→ **Work to be completed**:
Would you please return the lines of the entries below starting at the line that has "Locate every rock reflection" and ending at the line that has "Locate every water surface", both included, exactly as they are?
Start of Material provided
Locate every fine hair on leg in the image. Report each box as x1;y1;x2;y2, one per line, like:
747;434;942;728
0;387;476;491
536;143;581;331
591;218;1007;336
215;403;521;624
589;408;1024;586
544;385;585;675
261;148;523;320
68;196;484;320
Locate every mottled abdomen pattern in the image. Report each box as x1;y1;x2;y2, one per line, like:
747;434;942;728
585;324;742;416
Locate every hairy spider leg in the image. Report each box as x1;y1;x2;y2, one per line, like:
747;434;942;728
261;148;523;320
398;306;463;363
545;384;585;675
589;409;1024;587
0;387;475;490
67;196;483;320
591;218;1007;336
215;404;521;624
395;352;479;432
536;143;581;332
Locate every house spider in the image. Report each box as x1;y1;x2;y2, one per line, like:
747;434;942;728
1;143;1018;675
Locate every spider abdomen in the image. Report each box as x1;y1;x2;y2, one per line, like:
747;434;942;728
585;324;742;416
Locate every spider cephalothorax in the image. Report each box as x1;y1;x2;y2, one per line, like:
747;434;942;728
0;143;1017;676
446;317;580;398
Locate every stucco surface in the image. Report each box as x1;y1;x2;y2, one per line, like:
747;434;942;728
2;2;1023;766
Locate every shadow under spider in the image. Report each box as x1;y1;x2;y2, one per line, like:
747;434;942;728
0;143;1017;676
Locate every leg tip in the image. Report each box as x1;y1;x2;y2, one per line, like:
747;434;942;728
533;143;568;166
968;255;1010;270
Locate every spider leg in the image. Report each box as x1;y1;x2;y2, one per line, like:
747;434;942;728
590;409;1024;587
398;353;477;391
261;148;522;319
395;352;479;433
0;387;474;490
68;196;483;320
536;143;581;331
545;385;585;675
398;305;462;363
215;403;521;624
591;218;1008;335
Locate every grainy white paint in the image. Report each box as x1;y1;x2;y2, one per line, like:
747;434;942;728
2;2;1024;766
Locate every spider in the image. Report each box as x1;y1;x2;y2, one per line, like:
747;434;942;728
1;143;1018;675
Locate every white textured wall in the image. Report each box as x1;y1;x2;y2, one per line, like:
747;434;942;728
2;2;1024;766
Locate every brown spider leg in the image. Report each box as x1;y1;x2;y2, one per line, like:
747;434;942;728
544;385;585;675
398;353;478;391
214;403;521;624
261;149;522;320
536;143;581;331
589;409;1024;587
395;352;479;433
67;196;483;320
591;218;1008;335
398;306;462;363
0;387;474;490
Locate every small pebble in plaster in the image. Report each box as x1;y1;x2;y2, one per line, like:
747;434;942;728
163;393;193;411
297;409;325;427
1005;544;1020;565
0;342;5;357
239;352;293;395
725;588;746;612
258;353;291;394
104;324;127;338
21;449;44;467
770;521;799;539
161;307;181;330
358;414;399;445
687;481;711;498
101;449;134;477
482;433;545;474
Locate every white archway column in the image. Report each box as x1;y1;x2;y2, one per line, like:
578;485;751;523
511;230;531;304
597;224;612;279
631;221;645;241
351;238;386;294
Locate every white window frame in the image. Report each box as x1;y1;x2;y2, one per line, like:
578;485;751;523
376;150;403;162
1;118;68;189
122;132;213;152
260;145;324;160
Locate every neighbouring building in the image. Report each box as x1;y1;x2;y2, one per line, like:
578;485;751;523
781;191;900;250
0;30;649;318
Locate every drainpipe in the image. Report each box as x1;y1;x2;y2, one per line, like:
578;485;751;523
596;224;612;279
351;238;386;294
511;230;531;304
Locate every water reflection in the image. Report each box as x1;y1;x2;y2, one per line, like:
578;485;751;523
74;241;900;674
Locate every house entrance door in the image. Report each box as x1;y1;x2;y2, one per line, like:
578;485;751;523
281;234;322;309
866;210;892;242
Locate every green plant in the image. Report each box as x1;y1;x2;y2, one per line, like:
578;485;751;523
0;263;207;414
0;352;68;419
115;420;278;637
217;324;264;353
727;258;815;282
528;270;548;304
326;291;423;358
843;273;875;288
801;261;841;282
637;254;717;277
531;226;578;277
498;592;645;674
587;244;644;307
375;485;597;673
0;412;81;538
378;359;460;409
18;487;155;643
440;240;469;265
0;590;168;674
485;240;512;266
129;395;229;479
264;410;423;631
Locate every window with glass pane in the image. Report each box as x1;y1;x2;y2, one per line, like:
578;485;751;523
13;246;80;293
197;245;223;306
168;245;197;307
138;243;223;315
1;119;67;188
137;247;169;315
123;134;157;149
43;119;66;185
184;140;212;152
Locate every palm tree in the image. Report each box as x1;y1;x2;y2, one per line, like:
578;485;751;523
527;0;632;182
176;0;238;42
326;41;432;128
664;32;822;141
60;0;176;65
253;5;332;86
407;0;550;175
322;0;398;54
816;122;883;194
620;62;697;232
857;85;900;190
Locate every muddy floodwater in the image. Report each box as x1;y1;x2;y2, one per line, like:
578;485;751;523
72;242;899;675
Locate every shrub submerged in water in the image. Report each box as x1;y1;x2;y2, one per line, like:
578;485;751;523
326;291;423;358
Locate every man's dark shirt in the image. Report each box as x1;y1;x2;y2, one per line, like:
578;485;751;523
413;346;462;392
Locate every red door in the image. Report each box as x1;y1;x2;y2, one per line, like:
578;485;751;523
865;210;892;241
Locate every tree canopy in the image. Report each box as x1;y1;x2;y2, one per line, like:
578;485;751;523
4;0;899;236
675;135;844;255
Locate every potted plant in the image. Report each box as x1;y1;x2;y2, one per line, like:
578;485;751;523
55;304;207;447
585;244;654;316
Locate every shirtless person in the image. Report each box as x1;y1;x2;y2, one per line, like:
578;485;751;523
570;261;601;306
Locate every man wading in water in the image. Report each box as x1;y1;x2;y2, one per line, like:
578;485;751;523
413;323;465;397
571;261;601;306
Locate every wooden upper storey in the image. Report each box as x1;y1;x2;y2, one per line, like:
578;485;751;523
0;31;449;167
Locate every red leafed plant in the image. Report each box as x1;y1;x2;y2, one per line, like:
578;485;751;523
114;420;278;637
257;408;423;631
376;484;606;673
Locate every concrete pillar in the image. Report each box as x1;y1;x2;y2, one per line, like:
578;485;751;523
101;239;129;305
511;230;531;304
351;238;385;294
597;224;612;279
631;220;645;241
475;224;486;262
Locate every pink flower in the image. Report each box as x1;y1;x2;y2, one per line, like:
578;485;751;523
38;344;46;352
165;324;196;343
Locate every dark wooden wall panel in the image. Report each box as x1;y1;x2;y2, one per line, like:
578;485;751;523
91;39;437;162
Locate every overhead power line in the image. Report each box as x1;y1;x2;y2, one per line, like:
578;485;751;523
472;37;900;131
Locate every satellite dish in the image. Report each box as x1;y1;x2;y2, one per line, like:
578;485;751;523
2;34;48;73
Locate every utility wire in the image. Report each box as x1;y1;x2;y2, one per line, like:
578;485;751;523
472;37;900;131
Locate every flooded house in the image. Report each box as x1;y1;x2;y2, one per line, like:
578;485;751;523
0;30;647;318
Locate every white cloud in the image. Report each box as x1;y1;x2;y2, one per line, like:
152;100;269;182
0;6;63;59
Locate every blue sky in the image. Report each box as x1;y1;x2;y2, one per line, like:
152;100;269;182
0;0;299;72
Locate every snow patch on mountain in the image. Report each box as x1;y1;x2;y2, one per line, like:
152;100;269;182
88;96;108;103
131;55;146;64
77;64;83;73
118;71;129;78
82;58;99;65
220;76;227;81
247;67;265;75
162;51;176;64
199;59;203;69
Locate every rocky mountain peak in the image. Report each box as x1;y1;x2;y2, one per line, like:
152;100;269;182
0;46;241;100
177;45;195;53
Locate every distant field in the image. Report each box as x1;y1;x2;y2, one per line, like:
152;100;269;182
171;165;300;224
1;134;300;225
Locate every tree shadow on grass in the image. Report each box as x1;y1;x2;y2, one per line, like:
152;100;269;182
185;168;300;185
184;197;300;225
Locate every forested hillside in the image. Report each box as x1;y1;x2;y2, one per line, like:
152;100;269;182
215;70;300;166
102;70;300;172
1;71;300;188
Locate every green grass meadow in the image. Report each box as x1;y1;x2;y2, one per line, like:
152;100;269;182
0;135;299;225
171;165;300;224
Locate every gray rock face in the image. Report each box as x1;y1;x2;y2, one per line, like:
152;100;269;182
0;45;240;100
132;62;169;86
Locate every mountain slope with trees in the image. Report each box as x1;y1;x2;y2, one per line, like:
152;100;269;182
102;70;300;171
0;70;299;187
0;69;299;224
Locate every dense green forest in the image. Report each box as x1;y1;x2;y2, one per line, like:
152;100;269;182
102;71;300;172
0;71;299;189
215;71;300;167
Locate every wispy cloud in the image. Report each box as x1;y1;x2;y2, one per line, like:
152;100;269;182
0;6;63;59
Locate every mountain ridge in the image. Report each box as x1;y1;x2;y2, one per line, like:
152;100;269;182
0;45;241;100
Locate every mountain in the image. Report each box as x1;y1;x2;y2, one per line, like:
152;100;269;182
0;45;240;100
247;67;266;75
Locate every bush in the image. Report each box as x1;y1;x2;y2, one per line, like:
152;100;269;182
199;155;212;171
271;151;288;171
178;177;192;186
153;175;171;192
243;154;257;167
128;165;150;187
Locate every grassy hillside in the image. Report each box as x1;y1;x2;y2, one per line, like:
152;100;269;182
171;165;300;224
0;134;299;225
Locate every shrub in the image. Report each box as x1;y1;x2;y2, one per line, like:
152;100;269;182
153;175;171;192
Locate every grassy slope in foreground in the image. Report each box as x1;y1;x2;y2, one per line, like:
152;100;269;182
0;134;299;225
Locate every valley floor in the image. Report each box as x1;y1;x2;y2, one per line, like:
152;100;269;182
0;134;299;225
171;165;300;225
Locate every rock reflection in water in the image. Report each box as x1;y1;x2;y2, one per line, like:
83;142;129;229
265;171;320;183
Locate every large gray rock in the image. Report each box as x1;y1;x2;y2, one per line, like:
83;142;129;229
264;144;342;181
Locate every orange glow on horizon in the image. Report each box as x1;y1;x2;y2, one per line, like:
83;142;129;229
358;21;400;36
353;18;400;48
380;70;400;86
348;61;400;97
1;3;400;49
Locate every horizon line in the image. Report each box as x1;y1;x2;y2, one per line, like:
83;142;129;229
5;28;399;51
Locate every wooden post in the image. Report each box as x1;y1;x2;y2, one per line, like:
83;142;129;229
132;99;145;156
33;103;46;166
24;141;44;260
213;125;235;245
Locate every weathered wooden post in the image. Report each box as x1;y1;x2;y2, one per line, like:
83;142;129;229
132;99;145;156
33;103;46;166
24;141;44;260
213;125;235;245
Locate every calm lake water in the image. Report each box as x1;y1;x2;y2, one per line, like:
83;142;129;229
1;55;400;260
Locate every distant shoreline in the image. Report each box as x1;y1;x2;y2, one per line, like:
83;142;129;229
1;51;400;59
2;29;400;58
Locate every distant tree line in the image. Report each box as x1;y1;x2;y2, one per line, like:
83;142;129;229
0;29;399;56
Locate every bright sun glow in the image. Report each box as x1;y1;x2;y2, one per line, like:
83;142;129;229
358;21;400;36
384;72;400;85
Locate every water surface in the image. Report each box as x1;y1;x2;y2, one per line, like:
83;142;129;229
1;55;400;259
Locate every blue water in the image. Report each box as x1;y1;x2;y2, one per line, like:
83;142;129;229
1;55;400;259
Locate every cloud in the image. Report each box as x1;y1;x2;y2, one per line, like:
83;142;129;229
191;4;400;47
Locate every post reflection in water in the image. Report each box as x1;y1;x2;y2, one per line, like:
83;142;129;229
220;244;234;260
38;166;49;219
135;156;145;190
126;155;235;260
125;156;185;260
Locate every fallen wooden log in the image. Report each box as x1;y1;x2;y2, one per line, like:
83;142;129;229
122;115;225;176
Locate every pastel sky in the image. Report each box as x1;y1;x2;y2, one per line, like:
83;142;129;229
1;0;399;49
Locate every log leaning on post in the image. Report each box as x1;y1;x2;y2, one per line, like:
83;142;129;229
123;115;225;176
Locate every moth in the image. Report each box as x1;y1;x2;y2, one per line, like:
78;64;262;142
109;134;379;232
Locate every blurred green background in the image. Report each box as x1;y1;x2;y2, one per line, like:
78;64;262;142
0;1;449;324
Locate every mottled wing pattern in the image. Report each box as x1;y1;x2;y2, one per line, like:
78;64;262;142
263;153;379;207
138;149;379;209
End of Material provided
→ **Output below**:
Locate every rock reflection in water in the image. Report each box as x1;y1;x2;y2, one per line, like:
83;142;129;229
265;171;320;183
Locate every large gray rock in the image. Report each box as x1;y1;x2;y2, one per line, like:
83;142;129;229
264;144;342;181
Locate every orange glow on horizon in the image. Report each box as x1;y1;x2;y2, one per line, like:
83;142;129;229
358;21;400;36
353;18;400;48
380;70;400;86
348;61;400;97
1;3;400;49
Locate every horizon line in the image. Report each box as x1;y1;x2;y2, one per line, like:
83;142;129;229
5;28;399;51
Locate every wooden post in the image. Report each box as x1;y1;x2;y2, one per line, like:
83;142;129;229
132;99;145;156
33;103;46;166
24;141;44;260
213;125;235;245
Locate every weathered wooden post in the image. Report each box as x1;y1;x2;y2, one per line, like:
83;142;129;229
132;99;145;156
33;103;46;166
24;141;44;260
213;125;235;245
Locate every calm lake water in the image. Report each box as x1;y1;x2;y2, one per line, like:
83;142;129;229
1;55;400;260
Locate every distant shoreline in the image. Report each box as x1;y1;x2;y2, one per line, like:
83;142;129;229
1;51;400;59
2;29;400;58
Locate every distant tree line in the image. Report each box as x1;y1;x2;y2, one per line, like:
83;142;129;229
0;29;399;56
Locate every bright sun glow in the image. Report each box as x1;y1;x2;y2, one per line, like:
83;142;129;229
358;21;400;36
384;72;400;85
Locate every water surface in the image. Report each box as x1;y1;x2;y2, one per line, like:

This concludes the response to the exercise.